▶ [PROMPT]:
Print each of the entries exactly, leaving nothing out.

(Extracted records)
-----

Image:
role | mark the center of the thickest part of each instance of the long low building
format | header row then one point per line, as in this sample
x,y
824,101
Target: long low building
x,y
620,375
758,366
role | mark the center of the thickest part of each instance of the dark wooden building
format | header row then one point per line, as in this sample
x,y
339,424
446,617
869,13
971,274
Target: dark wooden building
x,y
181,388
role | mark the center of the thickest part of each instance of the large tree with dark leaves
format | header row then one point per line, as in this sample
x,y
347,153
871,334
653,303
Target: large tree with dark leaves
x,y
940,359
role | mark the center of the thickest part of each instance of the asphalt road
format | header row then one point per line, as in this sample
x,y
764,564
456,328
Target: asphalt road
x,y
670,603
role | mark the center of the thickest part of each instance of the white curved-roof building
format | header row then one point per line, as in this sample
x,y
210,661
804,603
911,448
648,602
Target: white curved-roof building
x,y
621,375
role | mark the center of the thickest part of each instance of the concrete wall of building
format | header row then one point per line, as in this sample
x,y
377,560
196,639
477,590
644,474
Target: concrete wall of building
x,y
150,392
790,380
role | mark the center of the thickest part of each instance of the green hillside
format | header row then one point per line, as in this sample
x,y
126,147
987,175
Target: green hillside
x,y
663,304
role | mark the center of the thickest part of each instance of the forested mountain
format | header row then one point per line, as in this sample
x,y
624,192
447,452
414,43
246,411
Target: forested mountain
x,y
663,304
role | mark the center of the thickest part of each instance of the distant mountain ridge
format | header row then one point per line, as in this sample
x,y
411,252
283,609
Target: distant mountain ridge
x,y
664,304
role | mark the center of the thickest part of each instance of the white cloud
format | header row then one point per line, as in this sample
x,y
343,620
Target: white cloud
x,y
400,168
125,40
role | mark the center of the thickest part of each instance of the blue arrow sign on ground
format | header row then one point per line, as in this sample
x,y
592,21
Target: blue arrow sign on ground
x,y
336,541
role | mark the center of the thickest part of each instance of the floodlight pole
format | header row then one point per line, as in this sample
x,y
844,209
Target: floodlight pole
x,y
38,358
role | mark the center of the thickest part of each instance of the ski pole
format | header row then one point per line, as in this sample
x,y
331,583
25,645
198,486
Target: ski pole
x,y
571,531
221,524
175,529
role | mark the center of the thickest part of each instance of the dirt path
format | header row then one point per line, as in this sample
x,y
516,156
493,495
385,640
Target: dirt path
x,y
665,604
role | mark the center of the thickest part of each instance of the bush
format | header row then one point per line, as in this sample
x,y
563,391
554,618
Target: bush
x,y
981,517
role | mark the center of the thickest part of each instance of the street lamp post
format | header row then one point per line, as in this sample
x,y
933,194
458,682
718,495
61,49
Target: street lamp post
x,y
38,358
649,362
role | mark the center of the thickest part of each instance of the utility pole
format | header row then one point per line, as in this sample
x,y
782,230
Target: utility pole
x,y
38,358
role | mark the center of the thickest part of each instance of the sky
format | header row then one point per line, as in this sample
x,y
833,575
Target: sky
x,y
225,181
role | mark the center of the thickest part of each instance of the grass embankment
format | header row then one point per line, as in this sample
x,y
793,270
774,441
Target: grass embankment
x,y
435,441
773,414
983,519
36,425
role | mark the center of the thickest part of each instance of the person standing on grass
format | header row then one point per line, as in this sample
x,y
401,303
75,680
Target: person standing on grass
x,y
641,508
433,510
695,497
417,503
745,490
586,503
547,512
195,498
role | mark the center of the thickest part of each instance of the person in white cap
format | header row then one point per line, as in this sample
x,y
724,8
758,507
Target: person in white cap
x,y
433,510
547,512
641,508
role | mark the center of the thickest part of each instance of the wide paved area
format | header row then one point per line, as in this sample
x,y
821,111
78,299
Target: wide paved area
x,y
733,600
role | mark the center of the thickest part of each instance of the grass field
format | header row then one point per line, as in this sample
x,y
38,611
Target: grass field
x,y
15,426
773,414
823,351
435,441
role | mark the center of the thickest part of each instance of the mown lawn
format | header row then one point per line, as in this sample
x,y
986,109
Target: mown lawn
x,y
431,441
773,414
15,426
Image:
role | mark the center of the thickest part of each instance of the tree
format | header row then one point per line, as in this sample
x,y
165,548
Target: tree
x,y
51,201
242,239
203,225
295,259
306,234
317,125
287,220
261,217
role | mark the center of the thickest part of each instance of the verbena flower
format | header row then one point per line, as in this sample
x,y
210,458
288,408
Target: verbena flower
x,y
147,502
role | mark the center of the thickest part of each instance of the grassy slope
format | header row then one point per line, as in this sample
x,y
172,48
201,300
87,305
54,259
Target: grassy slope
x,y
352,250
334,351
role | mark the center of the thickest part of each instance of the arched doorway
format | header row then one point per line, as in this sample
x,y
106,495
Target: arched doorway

-----

▶ [EXERCISE ANSWER]:
Image:
role | mark the center of the thickest part of each instance of the long low building
format | header row then one point per line, as in this sample
x,y
824,101
Target: long low building
x,y
620,375
758,366
role | mark the center of the thickest part of each instance of the dark wooden building
format | header row then one point per line, as in this sample
x,y
339,424
446,617
869,13
971,274
Target: dark wooden building
x,y
181,388
role | mark the center of the thickest part of each instance of the large tree with dark leaves
format | header row then one point per line, as in this sample
x,y
347,153
871,334
653,303
Target: large tree with dark leaves
x,y
940,359
role | mark the center of the thickest part of each instance of the asphalt road
format | header row then one point per line, as in this sample
x,y
764,564
456,328
Target: asphalt road
x,y
670,603
role | mark the center of the thickest part of each instance of the white curved-roof building
format | header row then one point per line, as in this sample
x,y
210,661
804,603
911,448
648,602
Target: white curved-roof building
x,y
621,375
role | mark the center of the thickest part of each instance of the concrete wall of building
format | header row then one point per line, as in this sample
x,y
377,560
196,639
477,590
644,474
Target: concrete wall of building
x,y
150,392
790,380
role | mark the center of the thickest part of each instance of the green hillside
format | header row then one point per line, as in this sample
x,y
126,147
987,175
Target: green hillside
x,y
663,304
role | mark the center of the thickest part of each instance of the forested mountain
format | header row then one point per line, as in this sample
x,y
624,192
447,452
414,43
246,411
Target: forested mountain
x,y
663,304
role | mark the center of the thickest part of each instance of the distant mountain ridge
format | header row then one point per line, as in this sample
x,y
411,252
283,609
Target: distant mountain ridge
x,y
664,304
role | mark the center of the thickest part of each instance of the white cloud
format | header row then one point per line, as in this sample
x,y
343,620
Target: white cloud
x,y
400,168
125,40
role | mark the center of the thickest part of each instance of the blue arrow sign on ground
format | header row then one point per line, as in this sample
x,y
592,21
Target: blue arrow sign on ground
x,y
336,541
role | mark the center of the thickest part of each instance of the floodlight pole
format | header row then one point per line, as in this sample
x,y
844,209
Target: floodlight pole
x,y
38,358
role | mark the center of the thickest part of each instance of the ski pole
format | header row then one point per line, as in this sample
x,y
331,583
25,645
198,486
Target: ski pole
x,y
571,531
221,524
175,529
role | mark the center of the thickest part of each instance of the dirt path
format | header row then one point per line, as in this sample
x,y
516,156
493,495
385,640
Target: dirt path
x,y
665,604
role | mark the center of the thickest part of each instance of the bush
format | header row then one point per line, as in this sample
x,y
563,391
554,618
Target: bush
x,y
981,517
role | mark the center of the thickest part of each instance of the street lamp post
format | header row then one point per line, as in this sample
x,y
933,194
458,682
718,495
61,49
Target: street lamp post
x,y
38,358
649,362
role | mark the center of the thickest part of each instance of the utility pole
format | header row then one point per line, as in this sample
x,y
782,230
Target: utility pole
x,y
38,358
role | mark the center of the thickest part of each instance of the sky
format | header row then one point per line, as in this sample
x,y
833,575
Target: sky
x,y
225,181
role | mark the center of the thickest part of each instance of the grass embankment
format | header row then one point per line, as in this sample
x,y
793,270
774,441
Target: grass embankment
x,y
435,441
773,414
983,519
36,425
role | mark the center of the thickest part of each instance of the person standing on grass
format | header row then one point per line, as in this sample
x,y
401,303
75,680
Target: person standing on grass
x,y
641,508
433,510
695,497
417,503
745,490
586,503
547,512
195,498
role | mark the center of the thickest part of each instance of the person in white cap
format | header row then one point per line, as in this sample
x,y
724,8
758,507
Target: person in white cap
x,y
433,510
547,512
641,508
role | mark the center of the thickest part of each instance of the wide paved area
format | header row then one point per line, as in this sample
x,y
821,111
78,299
Target: wide paved area
x,y
733,600
role | mark the center of the thickest part of each instance of the grass field
format | header row then one point per line, as in this sample
x,y
38,611
Target: grass field
x,y
15,426
773,414
823,351
435,441
role | mark the center of the thickest part of each instance of the mown lawn
format | header row then one point per line, as in this sample
x,y
986,109
Target: mown lawn
x,y
431,441
773,414
15,426
Image:
role | mark the center of the thickest part of each instance of the tree
format | header row then one point per line, as in this sample
x,y
165,548
Target: tree
x,y
51,201
242,239
203,225
295,259
306,234
317,125
287,220
261,217
role | mark the center of the thickest part of each instance of the verbena flower
format | header row then one point per line, as in this sample
x,y
210,458
288,408
Target: verbena flower
x,y
147,502
role | mark the center of the thickest part of each instance of the grassy slope
format | header row then one point per line, as in this sample
x,y
172,48
201,300
87,305
54,259
Target: grassy slope
x,y
352,250
334,351
role | mark the center of the thickest part of each instance of the arched doorway
format | header row then one point per line, as in this sample
x,y
106,495
Target: arched doorway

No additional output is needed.